EXERCISE DETAILS.
Quote every line below exactly and skip any picture.

[Source records]
====

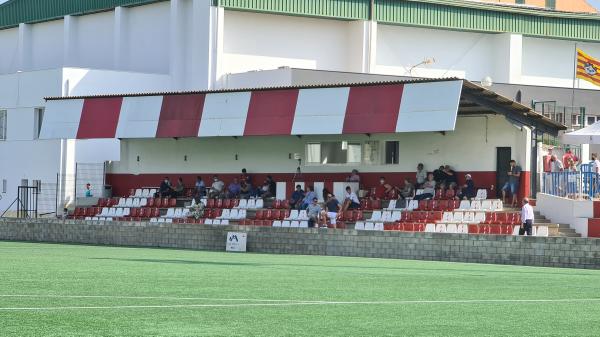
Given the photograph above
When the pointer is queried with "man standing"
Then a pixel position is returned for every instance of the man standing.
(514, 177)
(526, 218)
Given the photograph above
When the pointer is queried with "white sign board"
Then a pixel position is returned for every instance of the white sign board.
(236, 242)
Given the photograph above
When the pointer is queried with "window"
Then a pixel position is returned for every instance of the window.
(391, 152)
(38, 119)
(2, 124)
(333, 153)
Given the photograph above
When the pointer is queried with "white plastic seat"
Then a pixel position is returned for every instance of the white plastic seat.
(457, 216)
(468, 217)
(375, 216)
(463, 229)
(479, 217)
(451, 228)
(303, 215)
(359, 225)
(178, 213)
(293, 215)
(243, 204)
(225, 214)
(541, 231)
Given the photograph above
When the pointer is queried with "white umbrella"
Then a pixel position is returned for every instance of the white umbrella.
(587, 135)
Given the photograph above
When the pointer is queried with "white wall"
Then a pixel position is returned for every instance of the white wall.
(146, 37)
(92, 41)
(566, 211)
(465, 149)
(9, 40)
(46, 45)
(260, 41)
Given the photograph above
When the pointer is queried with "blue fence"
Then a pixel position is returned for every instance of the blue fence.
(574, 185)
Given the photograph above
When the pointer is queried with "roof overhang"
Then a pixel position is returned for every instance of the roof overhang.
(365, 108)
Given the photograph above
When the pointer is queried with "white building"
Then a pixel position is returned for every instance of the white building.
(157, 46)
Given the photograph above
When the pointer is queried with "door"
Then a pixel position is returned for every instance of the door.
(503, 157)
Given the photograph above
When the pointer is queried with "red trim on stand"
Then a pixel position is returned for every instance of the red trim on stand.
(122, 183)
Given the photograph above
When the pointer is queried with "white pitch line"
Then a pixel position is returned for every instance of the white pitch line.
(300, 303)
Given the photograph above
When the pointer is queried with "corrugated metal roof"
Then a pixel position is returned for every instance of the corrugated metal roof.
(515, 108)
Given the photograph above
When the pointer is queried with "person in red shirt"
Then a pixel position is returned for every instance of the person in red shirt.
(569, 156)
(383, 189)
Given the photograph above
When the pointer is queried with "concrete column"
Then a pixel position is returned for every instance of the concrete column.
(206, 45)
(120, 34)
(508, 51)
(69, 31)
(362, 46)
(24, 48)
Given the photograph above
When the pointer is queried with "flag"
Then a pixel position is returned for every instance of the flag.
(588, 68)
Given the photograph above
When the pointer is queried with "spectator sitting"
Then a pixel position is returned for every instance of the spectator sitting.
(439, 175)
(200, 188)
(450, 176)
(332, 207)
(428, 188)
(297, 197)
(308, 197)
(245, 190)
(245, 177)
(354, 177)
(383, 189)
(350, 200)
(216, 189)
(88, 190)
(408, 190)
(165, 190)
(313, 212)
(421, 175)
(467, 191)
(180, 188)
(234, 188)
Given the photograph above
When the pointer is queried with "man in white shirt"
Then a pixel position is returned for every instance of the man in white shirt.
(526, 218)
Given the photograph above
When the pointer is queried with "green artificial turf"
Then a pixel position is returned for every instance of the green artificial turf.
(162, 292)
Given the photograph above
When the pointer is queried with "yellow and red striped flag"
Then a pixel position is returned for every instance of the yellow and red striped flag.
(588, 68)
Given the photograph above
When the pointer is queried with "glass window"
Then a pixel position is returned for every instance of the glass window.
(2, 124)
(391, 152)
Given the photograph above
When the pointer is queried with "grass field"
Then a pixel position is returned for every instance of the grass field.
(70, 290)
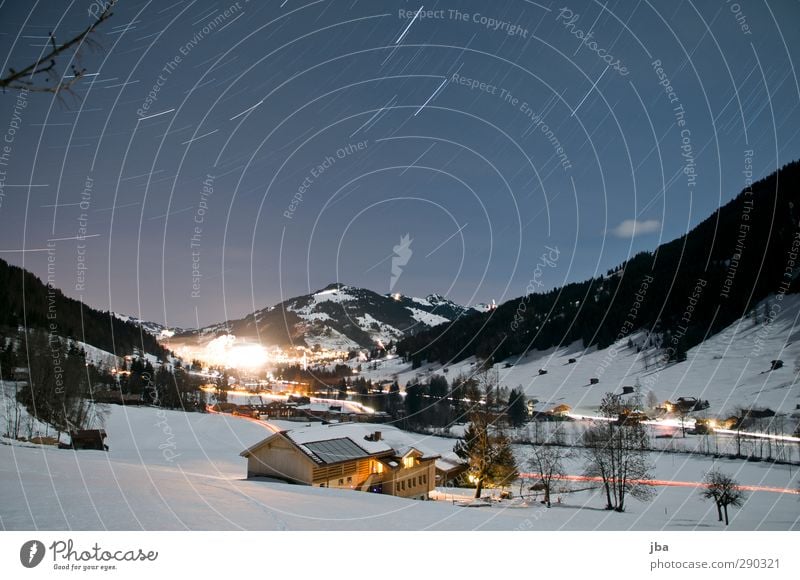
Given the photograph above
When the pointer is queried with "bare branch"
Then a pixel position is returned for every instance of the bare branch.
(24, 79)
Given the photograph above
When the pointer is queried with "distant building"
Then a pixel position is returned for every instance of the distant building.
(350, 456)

====

ANSWER.
Given the photograph above
When the pointer is queried with "man standing"
Then a pixel position is returned for every instance of the man standing.
(514, 177)
(526, 218)
Given the photograph above
When the pointer is queried with "white sign board"
Then a pixel position is returned for every instance of the white sign board.
(236, 242)
Given the photograph above
When the pointer is queried with "window"
Then a pixel position is returned for every instance of the window.
(391, 152)
(38, 119)
(2, 124)
(333, 153)
Given the photograph above
When the pointer is queried with "white plastic seat"
Then a pixel position is returned for every instance of the white plastic seat.
(457, 216)
(468, 217)
(375, 216)
(463, 229)
(479, 217)
(451, 228)
(303, 215)
(359, 225)
(178, 213)
(293, 215)
(243, 204)
(225, 214)
(541, 231)
Given the photograph above
When the pointer is queried with "white umbrella"
Then a pixel position is returned for every instance of the white umbrella.
(587, 135)
Given the photograph above
When the pointer is queried with "white wall"
Then a pixel position is returned for every instance of the white wall.
(146, 37)
(92, 41)
(566, 211)
(465, 149)
(9, 40)
(46, 45)
(260, 41)
Given the photograph above
When the pointer is queried with "blue fence"
Then a pixel position is returned for every instance of the blue fence.
(574, 185)
Given the photograph above
When the pointer is queried with "roof overhang"
Then a pixel position is returned for every instance of the roof overhang.
(365, 108)
Given the photograph above
When the pointer is queried with "white building"
Then a pixel position is returned for every instance of the white building.
(157, 46)
Given the photograph above
When the pointer is queried with "door"
Then a pixel position is returned for every instance of the door.
(503, 157)
Given the photograph above
When the pointer is queried with "red trim on stand"
Then a pixel position is returned for every instance of the red trim on stand.
(122, 183)
Given the photograph above
When the pointer is queried with "white pitch line"
Then a pixel position is returned for every instance of the white pitch line.
(300, 303)
Given the photograph above
When the pointer is queried with "corrugated metal roof"
Then a pixel position is returned for every instance of the corrugated metal roof.
(515, 108)
Given the photograph above
When the pointer is queried with "person in red shirt"
Then a pixel position is returned for every instance of the person in red shirt.
(569, 156)
(383, 189)
Given the photograph above
When the pointer is queried with "concrete column"
Then a pixel position is returned for every instance of the concrete column.
(206, 45)
(120, 34)
(508, 51)
(69, 31)
(362, 46)
(24, 48)
Given the photograph above
When the pointer is queried with "flag"
Then a pixel position is returned for every instance of the flag.
(588, 68)
Given the photograph above
When the pointer is queried with "spectator sitting"
Then a pixel position is returned for every instance of the spectator sitting.
(439, 175)
(200, 188)
(450, 176)
(332, 207)
(428, 188)
(297, 197)
(308, 197)
(245, 190)
(245, 177)
(354, 177)
(383, 189)
(350, 200)
(216, 189)
(88, 190)
(408, 190)
(165, 190)
(313, 212)
(421, 175)
(467, 191)
(180, 188)
(234, 188)
Given the photograph above
When the pointer is queried with "man in white shirt"
Then a pixel position is returned for every instance of the man in white shirt.
(526, 218)
Given the photograph above
When the pointer is queried with "green artificial turf"
Then a pixel position is returned for every instance of the green artificial turf.
(162, 292)
Given the photograph above
When the pointer is queried with "yellow and red striped flag"
Then a pixel position is returned for every instance of the yellow and red striped flag.
(588, 68)
Given the photograph above
When the pointer is queried with "glass window"
Then a pixel position is returned for every instance of the glass window.
(2, 124)
(391, 152)
Given the photograph above
When the pointer is queried with "grass field"
Then a pixel position is returned for every instance of the grass field.
(70, 290)
Given the photograph above
When the pointer is queried with "bare branch"
Then a pixel position is returned for every instance of the bare branch.
(24, 79)
Given the photograph above
When the pointer is queried with "distant building"
Then a pixel position is returned for every instance of the distant building.
(350, 456)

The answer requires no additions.